TEXT SHOWN:
10.16 Intro to Data Science: Time Series and Simple Linear Regression

• Time series: Sequences of values (observations) associated with points in time
  • daily closing stock prices
  • hourly temperature readings
  • changing positions of a plane in flight
  • annual crop yields
  • quarterly company profits
  • time-stamped tweets from Twitter users worldwide
• We’ll use simple linear regression to make predictions from time series data

Time Series

• Univariate time series: One observation per time
• Multivariate time series: Two or more observations per time
• Two tasks often performed with time series are:
  • Time series analysis, which looks at existing time series data for patterns (like seasonality), helping data analysts understand the data
  • Time series forecasting, which uses past data to predict the future
• We’ll perform time series forecasting

Simple Linear Regression

• Given a collection of values representing an independent variable (the month/year combination) and a dependent variable (the average high temperature for that month/year), simple linear regression describes the relationship between these variables with a straight line, known as the regression line

Linear Relationships

• Given a Fahrenheit temperature, we can calculate the corresponding Celsius temperature using:

  c = 5 / 9 * (f - 32)
  

• f (the Fahrenheit temperature) is the independent variable
• c (the Celsius temperature) is the dependent variable
• Each value of c depends on the value of f used in the calculation

Linear Relationships (cont.)

• Plotting Fahrenheit temperatures and their corresponding Celsius temperatures produces a straight line

# enable high-res images in notebook 
%config InlineBackend.figure_format = 'retina'
%matplotlib inline
c = lambda f: 5 / 9 * (f - 32)

temps = [(f, c(f)) for f in range(0, 101, 10)]

• Place the data in a DataFrame, then use its plot method to display the linear relationship between the temperatures
• style keyword argument controls the data’s appearance
  • '.-' indicates that each point should appear as a dot, and that lines should connect the dots

import pandas as pd

temps_df = pd.DataFrame(temps, columns=['Fahrenheit', 'Celsius'])

axes = temps_df.plot(x='Fahrenheit', y='Celsius', style='.-')
y_label = axes.set_ylabel('Celsius')

Components of the Simple Linear Regression Equation

The points along any straight line can be calculated with:

\begin{equation} y = m x + b \end{equation}

• m is the line’s slope,
• b is the line’s `intercept with the y-axis (at x = 0),
• x is the independent variable (the date in this example)
• y is the dependent variable (the temperature in this example)
• In simple linear regression, y is the predicted value for a given x

Function linregress from the SciPy’s stats Module

• Simple linear regression determines slope (m) and intercept (b) of a straight line that best fits your data
• Following diagram shows a few of the time-series data points we’ll process in this section and a corresponding regression line
  • We added vertical lines to indicate each data point’s distance from the regression line

Function linregress from the SciPy’s stats Module (cont.)

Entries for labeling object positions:
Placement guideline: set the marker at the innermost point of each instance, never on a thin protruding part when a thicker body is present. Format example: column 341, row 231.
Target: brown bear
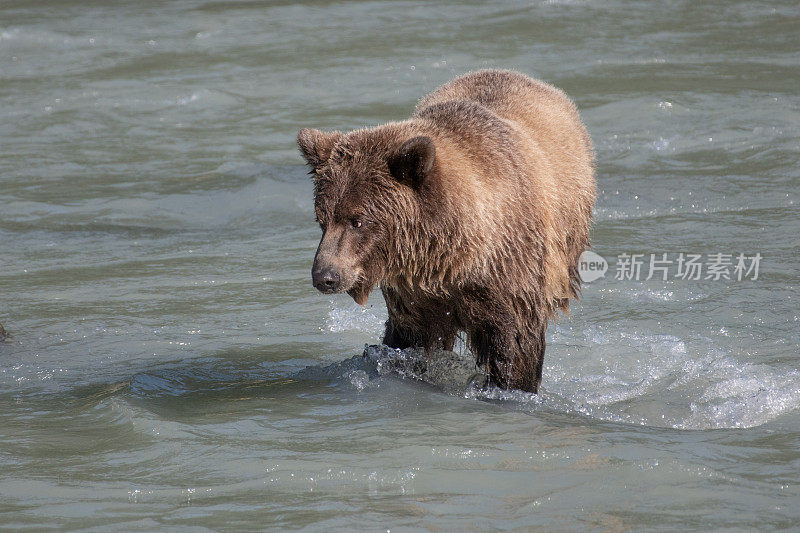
column 471, row 215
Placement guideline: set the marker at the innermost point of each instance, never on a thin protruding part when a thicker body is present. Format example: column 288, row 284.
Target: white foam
column 351, row 317
column 663, row 380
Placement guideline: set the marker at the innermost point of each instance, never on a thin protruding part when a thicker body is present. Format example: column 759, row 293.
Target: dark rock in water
column 444, row 369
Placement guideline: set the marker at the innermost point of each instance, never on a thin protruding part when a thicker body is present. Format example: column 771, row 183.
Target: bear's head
column 367, row 189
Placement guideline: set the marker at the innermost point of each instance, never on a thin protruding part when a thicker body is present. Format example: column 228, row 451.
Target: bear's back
column 544, row 112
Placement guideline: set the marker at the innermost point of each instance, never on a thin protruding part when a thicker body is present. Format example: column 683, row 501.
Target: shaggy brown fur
column 471, row 215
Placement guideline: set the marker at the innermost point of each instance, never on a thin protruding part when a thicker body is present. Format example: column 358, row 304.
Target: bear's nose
column 326, row 280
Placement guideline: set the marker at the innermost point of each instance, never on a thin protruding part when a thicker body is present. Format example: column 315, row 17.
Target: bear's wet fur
column 471, row 215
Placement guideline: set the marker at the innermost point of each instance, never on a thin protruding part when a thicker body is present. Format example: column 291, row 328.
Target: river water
column 171, row 364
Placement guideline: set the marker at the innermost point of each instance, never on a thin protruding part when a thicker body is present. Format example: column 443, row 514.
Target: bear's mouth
column 360, row 293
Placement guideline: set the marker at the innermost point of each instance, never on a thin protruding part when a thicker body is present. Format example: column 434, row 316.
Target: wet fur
column 487, row 240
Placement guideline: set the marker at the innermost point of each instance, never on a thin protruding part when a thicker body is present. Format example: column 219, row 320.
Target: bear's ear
column 316, row 145
column 412, row 161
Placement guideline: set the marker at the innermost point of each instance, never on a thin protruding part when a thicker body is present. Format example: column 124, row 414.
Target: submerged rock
column 444, row 369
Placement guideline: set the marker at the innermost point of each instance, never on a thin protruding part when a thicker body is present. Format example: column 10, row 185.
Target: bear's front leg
column 511, row 351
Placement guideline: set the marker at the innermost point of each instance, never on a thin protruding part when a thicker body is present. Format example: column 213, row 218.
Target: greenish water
column 156, row 239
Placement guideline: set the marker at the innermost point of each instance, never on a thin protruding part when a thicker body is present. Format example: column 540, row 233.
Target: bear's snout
column 327, row 280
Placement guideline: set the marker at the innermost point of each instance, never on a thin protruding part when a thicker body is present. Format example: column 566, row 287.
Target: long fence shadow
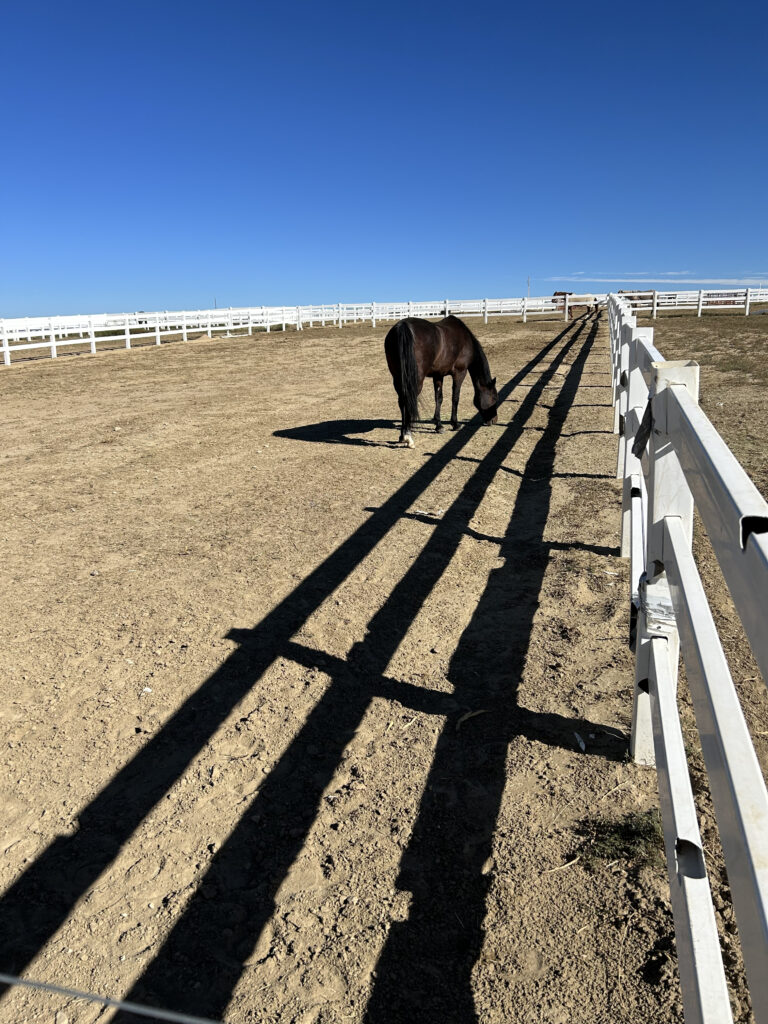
column 256, row 857
column 424, row 972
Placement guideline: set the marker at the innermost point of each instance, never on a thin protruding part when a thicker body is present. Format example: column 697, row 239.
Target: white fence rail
column 721, row 298
column 671, row 457
column 51, row 333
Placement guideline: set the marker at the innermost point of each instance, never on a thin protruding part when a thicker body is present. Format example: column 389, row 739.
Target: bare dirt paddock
column 302, row 726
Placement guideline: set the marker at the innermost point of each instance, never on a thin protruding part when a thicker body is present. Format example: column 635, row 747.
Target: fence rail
column 721, row 298
column 30, row 333
column 670, row 459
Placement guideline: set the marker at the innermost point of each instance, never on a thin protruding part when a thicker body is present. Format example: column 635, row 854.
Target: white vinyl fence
column 28, row 333
column 671, row 457
column 729, row 298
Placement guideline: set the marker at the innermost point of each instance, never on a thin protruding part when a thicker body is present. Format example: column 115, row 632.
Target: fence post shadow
column 42, row 897
column 424, row 972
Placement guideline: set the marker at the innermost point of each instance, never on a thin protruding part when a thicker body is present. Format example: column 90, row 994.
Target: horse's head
column 486, row 401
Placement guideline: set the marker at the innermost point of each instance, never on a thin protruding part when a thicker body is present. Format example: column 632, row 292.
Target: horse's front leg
column 458, row 381
column 437, row 403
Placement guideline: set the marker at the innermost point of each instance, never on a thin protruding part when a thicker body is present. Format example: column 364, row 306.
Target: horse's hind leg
column 406, row 434
column 437, row 403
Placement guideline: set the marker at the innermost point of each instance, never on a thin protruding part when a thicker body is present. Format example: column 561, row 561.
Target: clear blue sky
column 165, row 155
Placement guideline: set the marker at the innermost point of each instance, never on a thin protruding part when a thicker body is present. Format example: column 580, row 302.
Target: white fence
column 738, row 298
column 670, row 456
column 52, row 333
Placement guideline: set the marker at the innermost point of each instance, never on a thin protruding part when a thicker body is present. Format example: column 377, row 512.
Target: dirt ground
column 303, row 726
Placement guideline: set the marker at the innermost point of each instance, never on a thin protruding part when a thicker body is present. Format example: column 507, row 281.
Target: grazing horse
column 417, row 348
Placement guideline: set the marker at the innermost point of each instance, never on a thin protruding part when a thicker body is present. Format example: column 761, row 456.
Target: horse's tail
column 409, row 371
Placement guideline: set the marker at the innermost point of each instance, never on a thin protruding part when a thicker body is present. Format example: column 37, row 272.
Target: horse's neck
column 478, row 367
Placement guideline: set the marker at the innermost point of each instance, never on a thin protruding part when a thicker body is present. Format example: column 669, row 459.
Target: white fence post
column 669, row 495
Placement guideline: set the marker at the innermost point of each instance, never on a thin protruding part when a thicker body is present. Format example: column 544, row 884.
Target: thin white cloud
column 642, row 280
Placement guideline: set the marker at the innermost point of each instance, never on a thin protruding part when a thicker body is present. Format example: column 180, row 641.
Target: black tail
column 409, row 373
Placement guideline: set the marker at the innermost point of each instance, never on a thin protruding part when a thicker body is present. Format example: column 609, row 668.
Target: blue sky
column 168, row 155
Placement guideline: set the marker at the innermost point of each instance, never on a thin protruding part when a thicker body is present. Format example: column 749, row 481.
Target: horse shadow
column 337, row 432
column 424, row 970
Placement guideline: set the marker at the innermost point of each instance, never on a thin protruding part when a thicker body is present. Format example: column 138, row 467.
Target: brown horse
column 417, row 348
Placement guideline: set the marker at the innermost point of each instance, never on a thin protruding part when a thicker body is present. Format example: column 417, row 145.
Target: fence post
column 669, row 495
column 637, row 398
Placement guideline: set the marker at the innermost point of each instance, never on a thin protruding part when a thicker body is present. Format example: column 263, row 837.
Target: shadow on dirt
column 424, row 972
column 338, row 432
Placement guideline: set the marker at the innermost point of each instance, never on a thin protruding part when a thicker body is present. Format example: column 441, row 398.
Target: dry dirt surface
column 302, row 726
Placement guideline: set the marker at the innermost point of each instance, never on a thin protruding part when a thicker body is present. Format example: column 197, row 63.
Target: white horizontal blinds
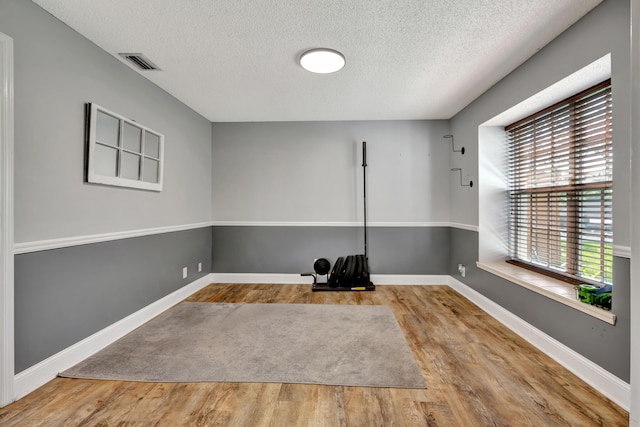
column 560, row 172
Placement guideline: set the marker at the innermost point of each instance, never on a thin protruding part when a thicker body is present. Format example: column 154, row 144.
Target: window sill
column 552, row 288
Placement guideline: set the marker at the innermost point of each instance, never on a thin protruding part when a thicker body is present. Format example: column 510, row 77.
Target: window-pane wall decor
column 122, row 152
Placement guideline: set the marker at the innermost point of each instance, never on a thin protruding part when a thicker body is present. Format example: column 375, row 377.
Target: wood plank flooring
column 478, row 373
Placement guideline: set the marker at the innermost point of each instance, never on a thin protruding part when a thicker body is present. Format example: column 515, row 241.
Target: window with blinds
column 560, row 188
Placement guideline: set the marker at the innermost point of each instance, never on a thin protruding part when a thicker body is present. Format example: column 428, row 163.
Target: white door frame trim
column 7, row 374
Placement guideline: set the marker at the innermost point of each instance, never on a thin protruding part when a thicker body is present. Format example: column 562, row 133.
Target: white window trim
column 492, row 166
column 554, row 289
column 96, row 178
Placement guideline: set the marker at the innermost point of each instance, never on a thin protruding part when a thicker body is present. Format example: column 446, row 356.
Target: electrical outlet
column 462, row 269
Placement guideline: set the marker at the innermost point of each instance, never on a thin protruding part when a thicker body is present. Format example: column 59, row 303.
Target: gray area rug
column 346, row 345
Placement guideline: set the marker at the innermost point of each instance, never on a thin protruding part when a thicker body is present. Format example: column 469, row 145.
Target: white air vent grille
column 139, row 61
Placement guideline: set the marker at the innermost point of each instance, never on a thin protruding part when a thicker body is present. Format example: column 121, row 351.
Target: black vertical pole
column 364, row 181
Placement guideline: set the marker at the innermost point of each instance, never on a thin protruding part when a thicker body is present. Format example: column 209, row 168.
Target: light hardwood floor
column 477, row 371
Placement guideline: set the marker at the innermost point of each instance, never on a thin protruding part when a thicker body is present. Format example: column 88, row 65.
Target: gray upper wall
column 57, row 71
column 311, row 171
column 604, row 30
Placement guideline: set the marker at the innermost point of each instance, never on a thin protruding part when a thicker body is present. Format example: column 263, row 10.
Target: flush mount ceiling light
column 322, row 61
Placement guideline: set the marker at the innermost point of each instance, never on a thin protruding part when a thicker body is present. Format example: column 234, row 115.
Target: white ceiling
column 236, row 60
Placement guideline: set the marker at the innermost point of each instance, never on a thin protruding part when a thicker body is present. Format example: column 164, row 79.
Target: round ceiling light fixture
column 322, row 61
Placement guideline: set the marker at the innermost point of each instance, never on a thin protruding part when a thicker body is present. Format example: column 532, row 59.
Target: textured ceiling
column 236, row 60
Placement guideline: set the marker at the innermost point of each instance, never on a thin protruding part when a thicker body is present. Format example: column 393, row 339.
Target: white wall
column 634, row 416
column 298, row 172
column 57, row 72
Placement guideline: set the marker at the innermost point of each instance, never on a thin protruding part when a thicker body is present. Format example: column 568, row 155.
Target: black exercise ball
column 322, row 266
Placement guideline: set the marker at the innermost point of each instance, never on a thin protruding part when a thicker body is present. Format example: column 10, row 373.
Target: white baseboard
column 36, row 376
column 605, row 382
column 288, row 278
column 608, row 384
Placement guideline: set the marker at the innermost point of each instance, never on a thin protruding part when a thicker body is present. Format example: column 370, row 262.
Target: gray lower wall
column 604, row 344
column 391, row 250
column 65, row 295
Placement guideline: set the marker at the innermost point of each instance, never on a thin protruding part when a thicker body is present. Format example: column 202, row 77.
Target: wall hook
column 470, row 184
column 461, row 151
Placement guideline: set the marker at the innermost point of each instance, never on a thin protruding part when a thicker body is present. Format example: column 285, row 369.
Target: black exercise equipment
column 350, row 273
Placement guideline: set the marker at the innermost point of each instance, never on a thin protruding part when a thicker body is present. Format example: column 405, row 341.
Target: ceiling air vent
column 139, row 61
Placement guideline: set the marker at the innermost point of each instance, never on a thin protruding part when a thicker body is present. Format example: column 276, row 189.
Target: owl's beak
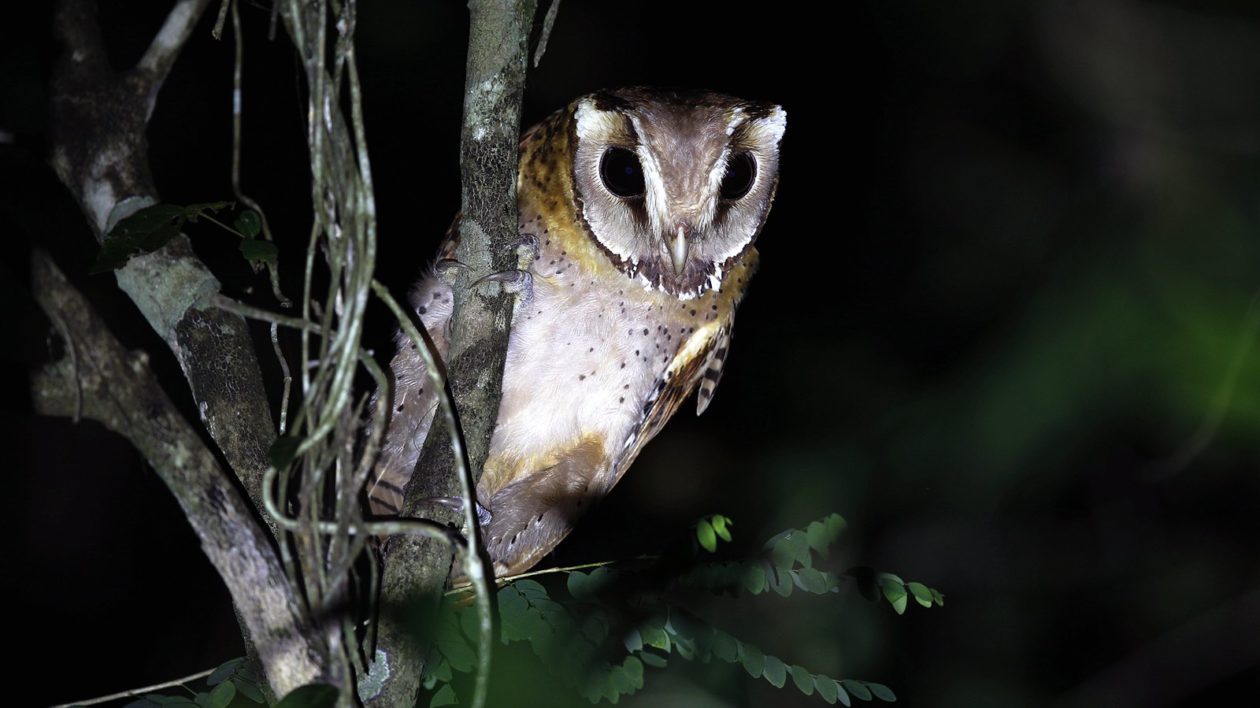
column 678, row 251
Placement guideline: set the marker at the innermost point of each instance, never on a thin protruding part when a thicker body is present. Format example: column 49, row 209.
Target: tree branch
column 494, row 83
column 117, row 388
column 100, row 153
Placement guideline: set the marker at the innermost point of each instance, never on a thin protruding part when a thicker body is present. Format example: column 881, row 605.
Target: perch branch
column 120, row 391
column 494, row 85
column 100, row 153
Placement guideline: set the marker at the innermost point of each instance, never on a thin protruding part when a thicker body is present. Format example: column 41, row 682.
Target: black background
column 1006, row 281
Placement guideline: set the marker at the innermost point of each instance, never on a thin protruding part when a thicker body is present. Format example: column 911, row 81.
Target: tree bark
column 417, row 568
column 100, row 379
column 100, row 153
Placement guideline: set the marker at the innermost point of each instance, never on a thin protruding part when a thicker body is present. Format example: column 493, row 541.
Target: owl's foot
column 527, row 251
column 456, row 504
column 517, row 282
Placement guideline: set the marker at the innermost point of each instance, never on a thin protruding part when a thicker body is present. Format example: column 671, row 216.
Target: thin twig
column 238, row 68
column 548, row 23
column 224, row 302
column 137, row 690
column 217, row 33
column 479, row 571
column 391, row 527
column 503, row 581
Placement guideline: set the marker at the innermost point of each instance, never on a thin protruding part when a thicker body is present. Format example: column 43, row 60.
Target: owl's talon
column 447, row 263
column 456, row 504
column 513, row 281
column 527, row 251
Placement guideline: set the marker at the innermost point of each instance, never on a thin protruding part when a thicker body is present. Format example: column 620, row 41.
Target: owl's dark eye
column 621, row 173
column 741, row 171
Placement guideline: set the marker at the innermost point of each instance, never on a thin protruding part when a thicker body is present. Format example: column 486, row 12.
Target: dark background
column 1004, row 324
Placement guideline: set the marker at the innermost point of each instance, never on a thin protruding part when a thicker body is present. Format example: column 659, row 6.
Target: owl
column 640, row 208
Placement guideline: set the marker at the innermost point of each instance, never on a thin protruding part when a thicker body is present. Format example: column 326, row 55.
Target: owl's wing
column 697, row 362
column 713, row 364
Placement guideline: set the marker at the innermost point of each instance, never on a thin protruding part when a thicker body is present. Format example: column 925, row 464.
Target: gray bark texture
column 100, row 379
column 418, row 568
column 100, row 153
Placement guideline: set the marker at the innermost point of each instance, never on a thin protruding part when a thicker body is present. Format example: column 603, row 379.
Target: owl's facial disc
column 673, row 187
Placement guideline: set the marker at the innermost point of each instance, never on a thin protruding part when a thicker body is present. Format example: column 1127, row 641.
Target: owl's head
column 673, row 185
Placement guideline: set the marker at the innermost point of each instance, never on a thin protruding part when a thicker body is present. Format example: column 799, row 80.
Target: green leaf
column 248, row 223
column 895, row 590
column 882, row 692
column 146, row 231
column 222, row 696
column 856, row 688
column 827, row 688
column 620, row 680
column 455, row 649
column 818, row 538
column 725, row 646
column 258, row 252
column 282, row 451
column 720, row 527
column 803, row 679
column 781, row 581
column 775, row 672
column 310, row 696
column 790, row 548
column 248, row 689
column 531, row 590
column 836, row 525
column 580, row 586
column 633, row 668
column 445, row 696
column 812, row 580
column 633, row 640
column 657, row 636
column 706, row 536
column 921, row 592
column 752, row 659
column 653, row 659
column 224, row 672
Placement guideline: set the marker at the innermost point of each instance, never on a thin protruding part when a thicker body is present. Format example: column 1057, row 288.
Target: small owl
column 640, row 207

EXERCISE REQUIREMENTS:
**A.** In the text on time series and linear regression, what does time series forecasting use to predict the future?
**B.** Write out the part of the text on time series and linear regression from "# enable high-res" to "pd.DataFrame(temps, columns=['Fahrenheit', 'Celsius'])".

RESPONSES FOR EACH TASK:
**A.** Past data.

**B.**
# enable high-res images in notebook 
%config InlineBackend.figure_format = 'retina'
%matplotlib inline
c = lambda f: 5 / 9 * (f - 32)

temps = [(f, c(f)) for f in range(0, 101, 10)]

• Place the data in a DataFrame, then use its plot method to display the linear relationship between the temperatures
• style keyword argument controls the data’s appearance
  • '.-' indicates that each point should appear as a dot, and that lines should connect the dots

import pandas as pd

temps_df = pd.DataFrame(temps, columns=['Fahrenheit', 'Celsius'])